Cel a>
Przytocz dosłownie fragment wpisu o zbliżających się świętach od słów "Nawet nie wiem" aż do słów "świętami robicie porządki?" włącznie.

Witajcie :)
Nawet nie wiem kiedy ten czas ucieka....już jest 4 grudnia...za 3 tygodnie święta :( Dlaczego smutna buźka? bo jakoś od czasu rozwodu ( 6 lat) święta mnie nie cieszą...Wiem wiem... jestem z Nowym partnerem 5 lat to powinno mnie to cieszyć? Jednak magia świąt jakoś uleciała...jedynie stwarzam pozory ze względu na dzieci. Miałam dziś robić rozpiskę potraw świątecznych i harmonogram porządków... Ale jakoś weny brakkkk.....Może jutro najdzie mnie ochota na to ;) Fakt za dużo pewnie nie będę robiła, bo Wigilia będzie i u Mojej rodziny i u rodziny M....ale coś tam upichcę :) Mam kilka pomysłów hihi.....hmmm....
A jak Wasze harmonogramy? Gotowe? Jakie dania przygotowujecie? Na ile dni przed świętami robicie porządki?
Samopoczucie? Jest dobrze....rano odnotowałam spadeczek :) 100 gram wowwwwww jest moc :) dziś spożytych kalorii mniej, porównując dzień wczorajszy...Kolejny dzień dzień bez słodyczy, to już 8 dzień :) Mimo,że słodkiego sporo w domu, to ja trwam ;) A Wy jak dajecie radę?

Cel b>
Wybierz z rekordów wszystkie wiersze zawierające słowo "floor", biorąc pod uwagę wielkość liter.

Rekordy do przetworzenia>
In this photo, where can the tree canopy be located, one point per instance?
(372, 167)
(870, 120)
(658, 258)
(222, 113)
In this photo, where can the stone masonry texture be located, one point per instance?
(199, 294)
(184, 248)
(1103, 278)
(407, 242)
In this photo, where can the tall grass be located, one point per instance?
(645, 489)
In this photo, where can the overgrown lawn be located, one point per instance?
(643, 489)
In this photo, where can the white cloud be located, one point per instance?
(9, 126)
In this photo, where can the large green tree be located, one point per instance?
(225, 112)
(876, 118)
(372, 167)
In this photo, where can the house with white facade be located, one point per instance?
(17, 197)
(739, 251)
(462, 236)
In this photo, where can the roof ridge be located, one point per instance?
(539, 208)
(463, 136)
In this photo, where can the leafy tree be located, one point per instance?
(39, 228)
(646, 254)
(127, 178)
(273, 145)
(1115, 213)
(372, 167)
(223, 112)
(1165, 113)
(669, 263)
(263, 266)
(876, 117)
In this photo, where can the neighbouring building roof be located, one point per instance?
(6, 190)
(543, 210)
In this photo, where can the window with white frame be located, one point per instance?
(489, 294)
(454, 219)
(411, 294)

---

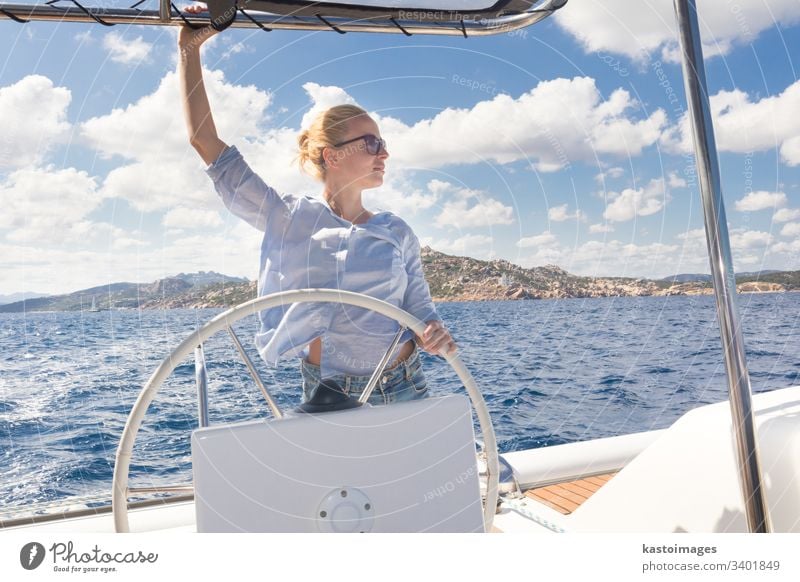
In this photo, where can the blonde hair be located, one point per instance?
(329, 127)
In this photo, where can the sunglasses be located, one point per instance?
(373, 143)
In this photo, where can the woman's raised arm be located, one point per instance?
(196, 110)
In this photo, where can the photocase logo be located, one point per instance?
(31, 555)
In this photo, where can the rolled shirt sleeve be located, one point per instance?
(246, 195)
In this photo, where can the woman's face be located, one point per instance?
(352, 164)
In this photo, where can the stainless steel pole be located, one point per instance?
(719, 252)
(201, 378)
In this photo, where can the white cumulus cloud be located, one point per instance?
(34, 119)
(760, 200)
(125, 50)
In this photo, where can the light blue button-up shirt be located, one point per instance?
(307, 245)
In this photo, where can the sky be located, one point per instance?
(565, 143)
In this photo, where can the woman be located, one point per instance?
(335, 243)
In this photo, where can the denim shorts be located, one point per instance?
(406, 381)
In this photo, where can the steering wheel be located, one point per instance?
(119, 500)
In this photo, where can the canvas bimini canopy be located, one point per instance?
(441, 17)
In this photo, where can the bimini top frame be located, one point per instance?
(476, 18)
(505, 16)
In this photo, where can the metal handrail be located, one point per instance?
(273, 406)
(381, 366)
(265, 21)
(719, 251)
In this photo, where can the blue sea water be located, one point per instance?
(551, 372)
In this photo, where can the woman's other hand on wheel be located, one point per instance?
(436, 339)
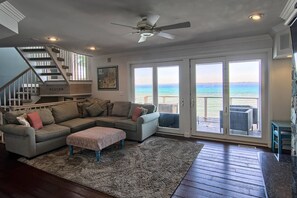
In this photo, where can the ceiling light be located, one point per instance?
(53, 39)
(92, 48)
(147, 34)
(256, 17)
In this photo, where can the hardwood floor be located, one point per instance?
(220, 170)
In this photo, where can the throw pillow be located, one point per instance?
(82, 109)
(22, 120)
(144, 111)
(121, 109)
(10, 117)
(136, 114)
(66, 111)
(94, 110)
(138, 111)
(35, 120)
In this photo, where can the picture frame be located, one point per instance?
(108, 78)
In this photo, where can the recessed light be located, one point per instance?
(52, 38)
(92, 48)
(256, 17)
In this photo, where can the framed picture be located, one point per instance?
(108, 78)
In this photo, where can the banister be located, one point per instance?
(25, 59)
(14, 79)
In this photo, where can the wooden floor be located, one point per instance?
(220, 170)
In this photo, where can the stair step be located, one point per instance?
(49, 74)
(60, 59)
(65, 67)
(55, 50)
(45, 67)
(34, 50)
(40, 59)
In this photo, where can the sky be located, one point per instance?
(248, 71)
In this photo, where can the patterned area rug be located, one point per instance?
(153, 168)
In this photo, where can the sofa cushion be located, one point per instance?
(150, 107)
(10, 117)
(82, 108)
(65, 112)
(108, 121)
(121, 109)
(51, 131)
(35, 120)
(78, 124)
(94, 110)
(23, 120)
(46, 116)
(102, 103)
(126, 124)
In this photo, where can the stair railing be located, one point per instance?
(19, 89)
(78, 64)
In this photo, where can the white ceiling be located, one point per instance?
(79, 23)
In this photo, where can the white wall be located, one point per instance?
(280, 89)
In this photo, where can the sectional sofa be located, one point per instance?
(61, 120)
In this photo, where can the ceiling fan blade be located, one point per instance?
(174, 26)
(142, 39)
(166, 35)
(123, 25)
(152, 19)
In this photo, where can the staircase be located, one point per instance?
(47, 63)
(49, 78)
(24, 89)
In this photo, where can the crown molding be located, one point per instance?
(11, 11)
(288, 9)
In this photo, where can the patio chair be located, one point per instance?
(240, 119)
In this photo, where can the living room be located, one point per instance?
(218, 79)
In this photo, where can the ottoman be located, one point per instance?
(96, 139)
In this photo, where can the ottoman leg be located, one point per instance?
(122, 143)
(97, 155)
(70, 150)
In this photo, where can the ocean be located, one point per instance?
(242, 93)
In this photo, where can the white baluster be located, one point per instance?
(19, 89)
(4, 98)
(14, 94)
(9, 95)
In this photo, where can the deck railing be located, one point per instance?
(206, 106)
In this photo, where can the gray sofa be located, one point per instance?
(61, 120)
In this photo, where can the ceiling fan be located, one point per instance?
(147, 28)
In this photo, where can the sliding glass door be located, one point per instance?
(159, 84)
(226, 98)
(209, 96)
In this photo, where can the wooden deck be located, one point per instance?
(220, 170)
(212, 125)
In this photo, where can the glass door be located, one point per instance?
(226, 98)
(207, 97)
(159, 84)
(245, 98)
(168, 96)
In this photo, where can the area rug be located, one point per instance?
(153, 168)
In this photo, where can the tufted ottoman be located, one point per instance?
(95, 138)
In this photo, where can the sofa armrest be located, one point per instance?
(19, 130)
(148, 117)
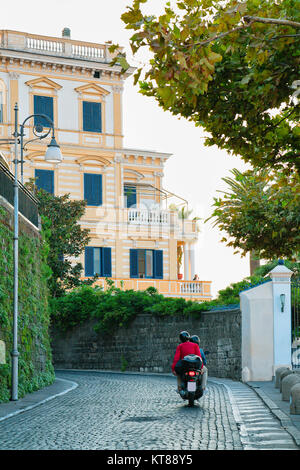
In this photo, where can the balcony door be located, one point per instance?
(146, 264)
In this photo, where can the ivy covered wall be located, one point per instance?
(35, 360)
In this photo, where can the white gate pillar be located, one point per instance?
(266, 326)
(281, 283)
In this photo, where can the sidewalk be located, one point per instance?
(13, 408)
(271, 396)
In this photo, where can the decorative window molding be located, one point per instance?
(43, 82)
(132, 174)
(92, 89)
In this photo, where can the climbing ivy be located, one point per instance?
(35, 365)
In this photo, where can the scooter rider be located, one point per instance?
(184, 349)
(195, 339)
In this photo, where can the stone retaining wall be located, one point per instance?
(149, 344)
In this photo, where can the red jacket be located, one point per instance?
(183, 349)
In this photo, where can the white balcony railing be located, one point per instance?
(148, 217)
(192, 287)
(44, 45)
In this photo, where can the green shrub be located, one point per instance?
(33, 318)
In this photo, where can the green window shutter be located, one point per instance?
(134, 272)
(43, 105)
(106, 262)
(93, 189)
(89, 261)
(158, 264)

Oczekiwany wynik a>
Nawet nie wiem kiedy ten czas ucieka....już jest 4 grudnia...za 3 tygodnie święta :( Dlaczego smutna buźka? bo jakoś od czasu rozwodu ( 6 lat) święta mnie nie cieszą...Wiem wiem... jestem z Nowym partnerem 5 lat to powinno mnie to cieszyć? Jednak magia świąt jakoś uleciała...jedynie stwarzam pozory ze względu na dzieci. Miałam dziś robić rozpiskę potraw świątecznych i harmonogram porządków... Ale jakoś weny brakkkk.....Może jutro najdzie mnie ochota na to ;) Fakt za dużo pewnie nie będę robiła, bo Wigilia będzie i u Mojej rodziny i u rodziny M....ale coś tam upichcę :) Mam kilka pomysłów hihi.....hmmm....
A jak Wasze harmonogramy? Gotowe? Jakie dania przygotowujecie? Na ile dni przed świętami robicie porządki?

Oczekiwany wynik b>
In this photo, where can the hardwood floor be located, one point per instance?
In this photo, where can the wooden floor be located, one point per instance?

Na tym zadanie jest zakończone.